Dataset rows:

**********

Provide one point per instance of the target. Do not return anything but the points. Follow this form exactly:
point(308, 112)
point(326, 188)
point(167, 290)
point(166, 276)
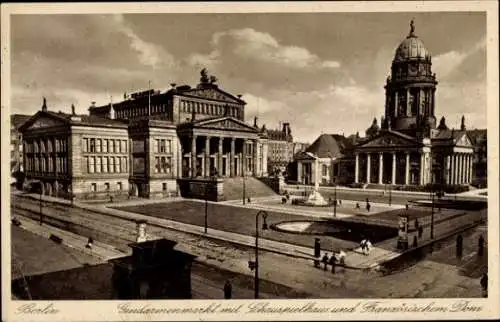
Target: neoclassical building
point(145, 143)
point(408, 148)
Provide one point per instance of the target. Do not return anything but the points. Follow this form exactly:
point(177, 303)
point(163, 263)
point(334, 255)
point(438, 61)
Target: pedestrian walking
point(480, 249)
point(228, 290)
point(317, 251)
point(362, 245)
point(324, 260)
point(368, 246)
point(332, 262)
point(342, 256)
point(460, 242)
point(484, 284)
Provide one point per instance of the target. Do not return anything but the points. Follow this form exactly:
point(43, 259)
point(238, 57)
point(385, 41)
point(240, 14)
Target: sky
point(322, 72)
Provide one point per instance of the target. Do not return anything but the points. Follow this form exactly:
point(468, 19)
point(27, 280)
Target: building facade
point(143, 144)
point(281, 149)
point(408, 148)
point(16, 142)
point(335, 160)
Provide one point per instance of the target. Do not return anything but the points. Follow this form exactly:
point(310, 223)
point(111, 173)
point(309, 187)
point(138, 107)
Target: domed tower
point(410, 90)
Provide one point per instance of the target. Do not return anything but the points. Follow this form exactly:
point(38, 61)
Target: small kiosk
point(411, 229)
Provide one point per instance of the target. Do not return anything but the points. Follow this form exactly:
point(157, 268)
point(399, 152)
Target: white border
point(106, 310)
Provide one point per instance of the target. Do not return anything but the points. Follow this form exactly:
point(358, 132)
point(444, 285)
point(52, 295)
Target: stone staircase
point(233, 188)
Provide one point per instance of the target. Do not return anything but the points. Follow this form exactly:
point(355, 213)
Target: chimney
point(111, 111)
point(44, 106)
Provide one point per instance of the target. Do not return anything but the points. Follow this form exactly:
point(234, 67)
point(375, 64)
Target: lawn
point(237, 220)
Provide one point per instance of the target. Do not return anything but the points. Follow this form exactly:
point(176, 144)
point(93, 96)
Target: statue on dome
point(412, 29)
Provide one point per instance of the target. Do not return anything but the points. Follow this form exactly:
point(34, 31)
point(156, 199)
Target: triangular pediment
point(389, 139)
point(42, 120)
point(213, 93)
point(225, 123)
point(464, 141)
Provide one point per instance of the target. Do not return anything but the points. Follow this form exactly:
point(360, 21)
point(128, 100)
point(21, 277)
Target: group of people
point(368, 205)
point(366, 246)
point(333, 259)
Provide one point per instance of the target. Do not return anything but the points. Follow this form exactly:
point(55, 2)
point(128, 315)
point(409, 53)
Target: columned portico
point(224, 146)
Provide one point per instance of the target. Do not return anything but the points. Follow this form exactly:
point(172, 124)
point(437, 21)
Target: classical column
point(368, 167)
point(219, 156)
point(299, 172)
point(244, 158)
point(380, 167)
point(448, 170)
point(460, 168)
point(471, 161)
point(231, 158)
point(207, 156)
point(408, 106)
point(356, 169)
point(452, 169)
point(393, 178)
point(422, 168)
point(407, 169)
point(192, 166)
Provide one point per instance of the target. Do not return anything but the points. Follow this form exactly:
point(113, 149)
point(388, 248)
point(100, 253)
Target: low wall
point(276, 183)
point(212, 190)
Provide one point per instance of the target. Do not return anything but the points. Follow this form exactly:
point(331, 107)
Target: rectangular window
point(98, 146)
point(111, 164)
point(157, 164)
point(105, 164)
point(124, 166)
point(98, 164)
point(162, 146)
point(91, 164)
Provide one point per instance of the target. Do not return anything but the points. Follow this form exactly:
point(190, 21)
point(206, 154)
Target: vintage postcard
point(250, 161)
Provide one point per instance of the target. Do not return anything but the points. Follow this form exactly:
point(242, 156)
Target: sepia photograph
point(176, 154)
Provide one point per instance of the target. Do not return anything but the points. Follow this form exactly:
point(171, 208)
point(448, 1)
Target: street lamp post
point(264, 227)
point(390, 193)
point(244, 187)
point(206, 207)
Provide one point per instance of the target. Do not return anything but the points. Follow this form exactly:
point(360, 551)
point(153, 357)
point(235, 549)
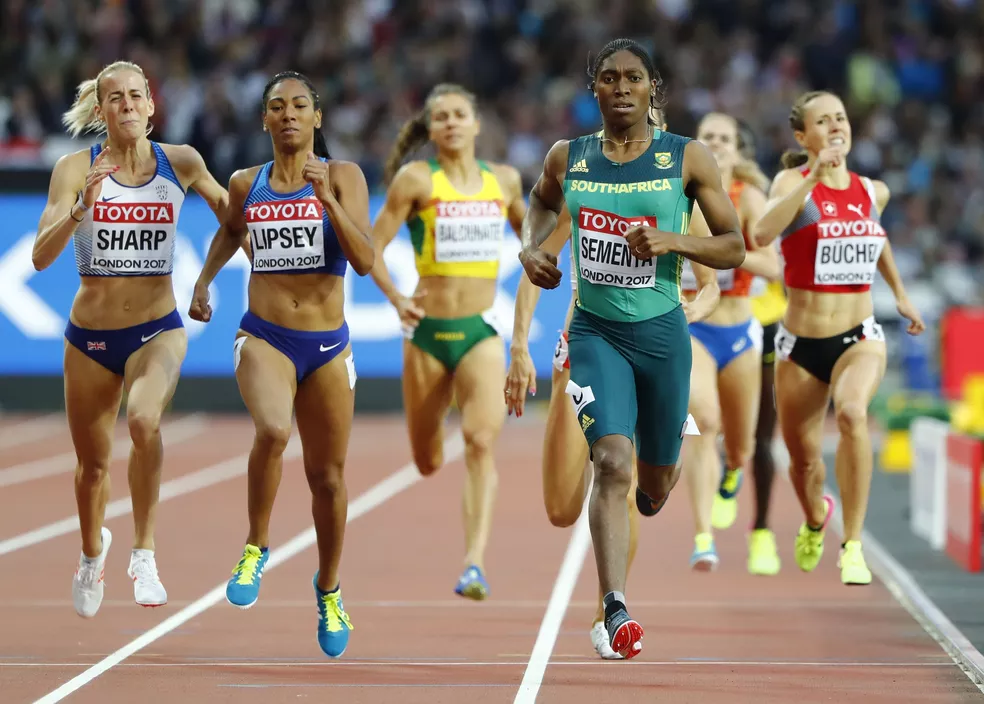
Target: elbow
point(737, 251)
point(363, 265)
point(40, 263)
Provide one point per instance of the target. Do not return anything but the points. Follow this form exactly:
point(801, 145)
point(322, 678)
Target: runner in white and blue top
point(307, 219)
point(120, 200)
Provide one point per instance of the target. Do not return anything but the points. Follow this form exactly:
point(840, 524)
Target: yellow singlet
point(770, 305)
point(459, 235)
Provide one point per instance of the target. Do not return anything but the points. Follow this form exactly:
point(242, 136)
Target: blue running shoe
point(472, 584)
point(704, 557)
point(243, 588)
point(333, 623)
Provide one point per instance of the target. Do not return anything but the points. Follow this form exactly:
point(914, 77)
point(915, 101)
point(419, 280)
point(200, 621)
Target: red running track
point(720, 637)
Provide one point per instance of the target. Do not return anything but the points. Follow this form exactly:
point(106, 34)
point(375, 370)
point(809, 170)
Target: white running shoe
point(599, 638)
point(147, 587)
point(88, 584)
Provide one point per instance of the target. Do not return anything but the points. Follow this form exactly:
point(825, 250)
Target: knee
point(478, 441)
point(144, 425)
point(613, 467)
point(93, 471)
point(272, 437)
point(708, 420)
point(852, 417)
point(562, 515)
point(326, 480)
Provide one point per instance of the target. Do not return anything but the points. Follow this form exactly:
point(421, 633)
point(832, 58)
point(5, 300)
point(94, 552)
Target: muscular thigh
point(324, 406)
point(426, 397)
point(858, 373)
point(92, 403)
point(477, 385)
point(601, 387)
point(267, 382)
point(801, 406)
point(703, 402)
point(152, 372)
point(662, 363)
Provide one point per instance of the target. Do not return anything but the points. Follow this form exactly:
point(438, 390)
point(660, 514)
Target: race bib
point(468, 231)
point(688, 280)
point(286, 235)
point(604, 258)
point(132, 238)
point(848, 252)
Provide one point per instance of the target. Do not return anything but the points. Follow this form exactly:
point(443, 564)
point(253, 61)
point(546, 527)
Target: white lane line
point(901, 584)
point(397, 482)
point(172, 433)
point(553, 618)
point(31, 430)
point(216, 473)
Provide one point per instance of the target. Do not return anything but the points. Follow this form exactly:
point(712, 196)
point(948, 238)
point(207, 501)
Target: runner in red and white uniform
point(727, 366)
point(828, 344)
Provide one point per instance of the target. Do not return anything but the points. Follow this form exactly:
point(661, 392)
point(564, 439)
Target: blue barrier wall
point(34, 306)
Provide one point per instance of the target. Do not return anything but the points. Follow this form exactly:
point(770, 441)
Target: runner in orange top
point(726, 371)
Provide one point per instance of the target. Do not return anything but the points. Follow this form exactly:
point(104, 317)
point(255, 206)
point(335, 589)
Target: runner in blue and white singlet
point(120, 200)
point(307, 217)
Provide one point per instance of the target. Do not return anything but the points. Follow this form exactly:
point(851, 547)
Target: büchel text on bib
point(468, 231)
point(286, 234)
point(132, 237)
point(603, 256)
point(847, 252)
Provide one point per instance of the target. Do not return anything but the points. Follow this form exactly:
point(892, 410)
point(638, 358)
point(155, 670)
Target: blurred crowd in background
point(910, 71)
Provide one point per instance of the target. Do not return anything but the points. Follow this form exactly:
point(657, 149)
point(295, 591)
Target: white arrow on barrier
point(21, 305)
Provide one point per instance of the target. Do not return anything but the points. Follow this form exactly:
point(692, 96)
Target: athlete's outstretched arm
point(62, 214)
point(725, 249)
point(521, 375)
point(229, 237)
point(708, 289)
point(890, 272)
point(787, 196)
point(512, 185)
point(205, 185)
point(410, 185)
point(546, 202)
point(762, 261)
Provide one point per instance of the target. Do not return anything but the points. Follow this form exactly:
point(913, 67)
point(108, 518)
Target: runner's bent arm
point(409, 185)
point(546, 198)
point(725, 249)
point(527, 295)
point(232, 229)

**********

Work to be completed: From the listing above, print every entry precisely and drop the pictures.

Result of this exercise:
Provide one point per instance of the target. Do not return anything but the points. Follow this form exactly:
point(308, 112)
point(326, 188)
point(167, 290)
point(166, 276)
Target: neoclassical building
point(145, 143)
point(408, 148)
Provide one point per instance of the target. Do not return anything but the points. Follow this form exactly:
point(177, 303)
point(163, 263)
point(334, 255)
point(438, 61)
Target: pedestrian walking
point(480, 249)
point(228, 290)
point(317, 251)
point(362, 245)
point(324, 260)
point(368, 246)
point(332, 262)
point(342, 256)
point(460, 242)
point(484, 284)
Provide one point per instance of the target. Do not return anything but the points. Follow this form exactly:
point(43, 259)
point(238, 57)
point(385, 41)
point(240, 14)
Target: sky
point(322, 72)
Provide one point per instance of the target. Do not return anything but the points. Follow this form exactly:
point(468, 19)
point(27, 280)
Target: building facade
point(143, 144)
point(281, 149)
point(408, 148)
point(16, 142)
point(335, 160)
Provide one point per instance of the target. Do not return anything but the points. Follow this form exactly:
point(310, 223)
point(111, 173)
point(309, 187)
point(138, 107)
Target: domed tower
point(410, 90)
Provide one point per instance of the target. Do not return anything but the points. Follow this form exactly:
point(38, 61)
Target: small kiosk
point(411, 229)
Provide one point per instance of the target. Do not return anything but the points. Follow this form exactly:
point(157, 268)
point(399, 152)
Target: white border
point(106, 310)
Provide one point per instance of the target. Do not return anything but the points. Follow this form exactly:
point(358, 132)
point(444, 285)
point(52, 295)
Target: stone staircase
point(233, 188)
Provide one point per instance of the target. Do not return anything but the points. Follow this form exactly:
point(355, 213)
Target: chimney
point(111, 111)
point(44, 106)
Provide one point per instance of the target. Do not return anything but the points. Follow this form exactly:
point(234, 67)
point(375, 64)
Target: lawn
point(237, 220)
Provide one point per instance of the target. Do not return anything but the points. Follow this form exactly:
point(176, 144)
point(93, 96)
Target: statue on dome
point(412, 29)
Provide one point per instance of the target. Do not return anything but the points. Follow this form exactly:
point(34, 31)
point(156, 199)
Target: triangular pediment
point(389, 139)
point(42, 120)
point(213, 93)
point(225, 123)
point(464, 141)
Provide one point per instance of the target. Do not return anything but the points. Follow this form exactly:
point(360, 21)
point(128, 100)
point(21, 277)
Target: group of people
point(368, 205)
point(366, 246)
point(333, 259)
Provide one point per instance of the target. Do not return anything but the points. Follow this form exactly:
point(55, 2)
point(128, 315)
point(409, 53)
Target: columned portico
point(224, 146)
Provide one point per instance of the target. Do not return anything but the points. Follow this form exactly:
point(172, 124)
point(437, 21)
Target: classical column
point(368, 167)
point(219, 156)
point(299, 172)
point(244, 158)
point(380, 167)
point(448, 170)
point(460, 168)
point(471, 161)
point(231, 158)
point(207, 156)
point(408, 106)
point(356, 169)
point(452, 169)
point(393, 178)
point(422, 168)
point(407, 169)
point(192, 166)
Provide one point per instance of the target. Do not return anything but the points. Follow this form exactly:
point(113, 149)
point(388, 248)
point(100, 253)
Target: low wall
point(276, 183)
point(212, 190)
Provide one point per instance of the target. Do not return anything but the points. Follow this form exactly:
point(331, 107)
Target: rectangular window
point(98, 146)
point(111, 164)
point(157, 164)
point(105, 164)
point(124, 166)
point(98, 164)
point(162, 146)
point(91, 164)
Provide one point per instance of the target. Do not return anything but the points. Follow this form exactly:
point(190, 21)
point(206, 154)
Target: vintage postcard
point(250, 161)
Provide one point per instance of the target. Do not return anything but the points. Follow this form exactly:
point(242, 156)
Target: sepia photograph
point(176, 154)
Provide one point per instance of the target. Do not return anything but the points. Follow this form exactly:
point(171, 208)
point(448, 1)
Target: street lamp post
point(264, 227)
point(390, 193)
point(244, 187)
point(206, 207)
Provide one point per instance of the target. Do not return anything but the points. Follow this form exactly:
point(360, 551)
point(153, 357)
point(235, 549)
Target: elbow
point(737, 251)
point(363, 265)
point(40, 263)
Provide one point per instance of the target. Do not return anything but the points. Follow this form exactly:
point(801, 145)
point(322, 678)
Target: runner in white and blue top
point(307, 219)
point(120, 200)
Provide one point per instance of the target. Do not return anything but the points. Follow this form exactly:
point(840, 524)
Target: yellow singlet
point(770, 305)
point(459, 235)
Provide one point per instance of the target. Do not return anything but the points. Follow this form exactly:
point(242, 136)
Target: blue running shoe
point(472, 584)
point(704, 557)
point(243, 588)
point(333, 623)
Provide one point per instance of the target. Do not return anything but the points. Follow this form exactly:
point(914, 77)
point(915, 101)
point(419, 280)
point(200, 621)
Target: red running track
point(720, 637)
Provide one point per instance of the target. Do not return anything but the points. Follow this form exactly:
point(106, 34)
point(375, 370)
point(809, 170)
Target: white running shoe
point(599, 638)
point(147, 587)
point(88, 584)
Provide one point per instance of the target. Do not return anything but the points. Follow this form exactly:
point(825, 250)
Target: knee
point(478, 441)
point(144, 425)
point(613, 467)
point(93, 471)
point(272, 437)
point(708, 420)
point(852, 417)
point(562, 515)
point(326, 480)
Provide one point per instance of the target. Do not return anything but the points. Follow this form exactly:
point(421, 633)
point(832, 58)
point(5, 300)
point(94, 552)
Target: muscular thigh
point(324, 406)
point(426, 397)
point(858, 373)
point(92, 403)
point(477, 385)
point(601, 387)
point(267, 382)
point(801, 406)
point(703, 402)
point(152, 372)
point(662, 363)
Provide one point per instance of the target. Do not return anything but the points. Follow this form exactly:
point(438, 390)
point(660, 514)
Target: race bib
point(468, 231)
point(688, 280)
point(286, 235)
point(604, 258)
point(132, 238)
point(848, 252)
Provide one point per instance of the target. Do not return anything but the points. Follow this form exactly:
point(443, 564)
point(253, 61)
point(546, 527)
Target: white lane line
point(901, 584)
point(397, 482)
point(172, 433)
point(553, 618)
point(31, 430)
point(216, 473)
Provide one point per instance of the target. Do not return anything but the points. Follow this form exactly:
point(712, 196)
point(948, 238)
point(207, 501)
Target: runner in red and white uniform
point(727, 366)
point(828, 344)
Provide one point per instance of the target. Do not return anything but the points. Follow this form exactly:
point(661, 392)
point(564, 439)
Target: blue barrier wall
point(34, 306)
Provide one point per instance of the target. Do not return anything but the points. Follow this form exactly:
point(770, 441)
Target: runner in orange top
point(726, 371)
Provide one point per instance of the target. Do not return anything but the points. Follow this form exactly:
point(104, 317)
point(255, 206)
point(335, 589)
Target: runner in blue and white singlet
point(120, 200)
point(307, 217)
Provide one point per instance of the target. Do not return anything but the points. Follow this form exactly:
point(851, 547)
Target: büchel text on bib
point(468, 231)
point(286, 234)
point(132, 237)
point(603, 256)
point(847, 252)
Provide one point per instance of the target. Do not return anything but the points. Follow this form exactly:
point(892, 410)
point(638, 358)
point(155, 670)
Target: blurred crowd in background
point(910, 71)
Provide one point per instance of the target. Do not return anything but the points. Follow this form exactly:
point(657, 149)
point(295, 591)
Target: white arrow on barrier
point(21, 305)
Provide one point per instance of the target. Do not return anything but the points. Follow this form exactly:
point(692, 96)
Target: athlete's outstretched arm
point(62, 214)
point(725, 249)
point(521, 375)
point(229, 237)
point(708, 289)
point(890, 272)
point(787, 196)
point(512, 185)
point(205, 185)
point(410, 185)
point(546, 202)
point(762, 261)
Provide one point per instance of the target. Do not return anything but the points. Follow this form exactly:
point(913, 67)
point(108, 518)
Target: runner's bent arm
point(409, 185)
point(546, 198)
point(725, 249)
point(527, 295)
point(232, 229)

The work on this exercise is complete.